# Dataset records start

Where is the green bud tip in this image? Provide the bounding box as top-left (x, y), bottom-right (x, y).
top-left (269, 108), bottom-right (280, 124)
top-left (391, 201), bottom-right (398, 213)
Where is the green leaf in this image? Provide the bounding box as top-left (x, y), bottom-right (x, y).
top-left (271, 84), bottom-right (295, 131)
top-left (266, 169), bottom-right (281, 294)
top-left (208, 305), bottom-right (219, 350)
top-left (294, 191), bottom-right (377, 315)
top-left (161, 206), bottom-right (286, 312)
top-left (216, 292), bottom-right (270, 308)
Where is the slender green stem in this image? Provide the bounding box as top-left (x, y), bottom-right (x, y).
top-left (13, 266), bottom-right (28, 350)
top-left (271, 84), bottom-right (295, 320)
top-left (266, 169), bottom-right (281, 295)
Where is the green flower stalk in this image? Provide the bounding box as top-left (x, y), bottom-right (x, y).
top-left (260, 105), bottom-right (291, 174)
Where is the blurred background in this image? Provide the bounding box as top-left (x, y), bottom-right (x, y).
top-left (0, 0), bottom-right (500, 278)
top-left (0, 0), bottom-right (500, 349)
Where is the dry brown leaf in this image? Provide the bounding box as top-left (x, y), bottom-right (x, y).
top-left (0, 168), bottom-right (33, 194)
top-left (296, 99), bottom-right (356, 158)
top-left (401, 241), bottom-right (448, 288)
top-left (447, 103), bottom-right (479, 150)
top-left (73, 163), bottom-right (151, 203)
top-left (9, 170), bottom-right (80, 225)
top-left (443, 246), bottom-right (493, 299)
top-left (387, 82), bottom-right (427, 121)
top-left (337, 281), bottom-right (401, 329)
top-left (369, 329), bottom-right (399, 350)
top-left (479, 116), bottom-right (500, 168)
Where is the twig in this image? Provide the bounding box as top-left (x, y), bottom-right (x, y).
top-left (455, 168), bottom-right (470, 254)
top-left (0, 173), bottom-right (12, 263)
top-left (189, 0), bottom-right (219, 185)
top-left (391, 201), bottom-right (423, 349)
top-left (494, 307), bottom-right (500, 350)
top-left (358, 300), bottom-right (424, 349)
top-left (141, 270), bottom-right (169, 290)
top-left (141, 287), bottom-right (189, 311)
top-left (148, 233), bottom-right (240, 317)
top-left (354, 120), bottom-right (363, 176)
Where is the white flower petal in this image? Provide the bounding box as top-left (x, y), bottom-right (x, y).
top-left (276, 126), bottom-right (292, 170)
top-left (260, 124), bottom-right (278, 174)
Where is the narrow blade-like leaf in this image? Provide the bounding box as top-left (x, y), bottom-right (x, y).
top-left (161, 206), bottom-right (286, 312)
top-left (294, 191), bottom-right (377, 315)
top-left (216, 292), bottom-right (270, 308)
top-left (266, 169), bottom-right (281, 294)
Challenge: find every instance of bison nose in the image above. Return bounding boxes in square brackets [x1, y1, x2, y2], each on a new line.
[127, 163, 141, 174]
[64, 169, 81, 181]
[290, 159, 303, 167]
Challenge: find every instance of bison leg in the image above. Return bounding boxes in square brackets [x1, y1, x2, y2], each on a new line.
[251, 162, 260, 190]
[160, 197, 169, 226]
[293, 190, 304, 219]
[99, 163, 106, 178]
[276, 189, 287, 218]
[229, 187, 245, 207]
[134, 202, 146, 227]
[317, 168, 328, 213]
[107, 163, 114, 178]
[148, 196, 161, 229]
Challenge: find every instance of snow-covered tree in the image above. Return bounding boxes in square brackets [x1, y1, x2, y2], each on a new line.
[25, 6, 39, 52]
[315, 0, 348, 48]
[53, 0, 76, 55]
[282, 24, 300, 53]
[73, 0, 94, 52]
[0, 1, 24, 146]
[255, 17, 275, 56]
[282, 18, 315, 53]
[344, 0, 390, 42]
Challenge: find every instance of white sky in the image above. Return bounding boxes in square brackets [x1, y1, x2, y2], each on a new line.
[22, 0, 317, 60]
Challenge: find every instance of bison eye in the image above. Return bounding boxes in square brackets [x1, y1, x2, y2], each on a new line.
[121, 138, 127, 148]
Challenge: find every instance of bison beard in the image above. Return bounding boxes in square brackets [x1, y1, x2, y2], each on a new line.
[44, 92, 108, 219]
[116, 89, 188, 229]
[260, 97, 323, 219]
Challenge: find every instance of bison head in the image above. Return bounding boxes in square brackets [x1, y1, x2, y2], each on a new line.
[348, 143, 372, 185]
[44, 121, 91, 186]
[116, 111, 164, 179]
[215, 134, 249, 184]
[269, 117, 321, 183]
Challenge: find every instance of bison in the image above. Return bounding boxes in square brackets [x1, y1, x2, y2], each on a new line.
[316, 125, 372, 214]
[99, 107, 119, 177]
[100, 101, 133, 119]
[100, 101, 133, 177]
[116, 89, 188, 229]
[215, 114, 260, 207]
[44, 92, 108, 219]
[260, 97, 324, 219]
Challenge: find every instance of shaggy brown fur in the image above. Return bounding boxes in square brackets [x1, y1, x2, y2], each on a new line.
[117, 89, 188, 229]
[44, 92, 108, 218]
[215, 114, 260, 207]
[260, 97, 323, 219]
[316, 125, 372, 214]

# Dataset records end

**Required work:** Scale the lines starting at the line that contains "Challenge: find every instance of shaggy" and ending at the last line, and give them all again with the requests included. Multiply every bounding box coordinate in the answers by 1.15 and round it to a whole number, with halves going up.

**Result for this task:**
Challenge: find every instance of shaggy brown fur in the image above. Return bounding boxes in square brackets [x1, y1, x2, y2], each on a new line.
[135, 102, 216, 263]
[51, 106, 124, 251]
[247, 131, 299, 238]
[299, 112, 371, 252]
[363, 144, 428, 246]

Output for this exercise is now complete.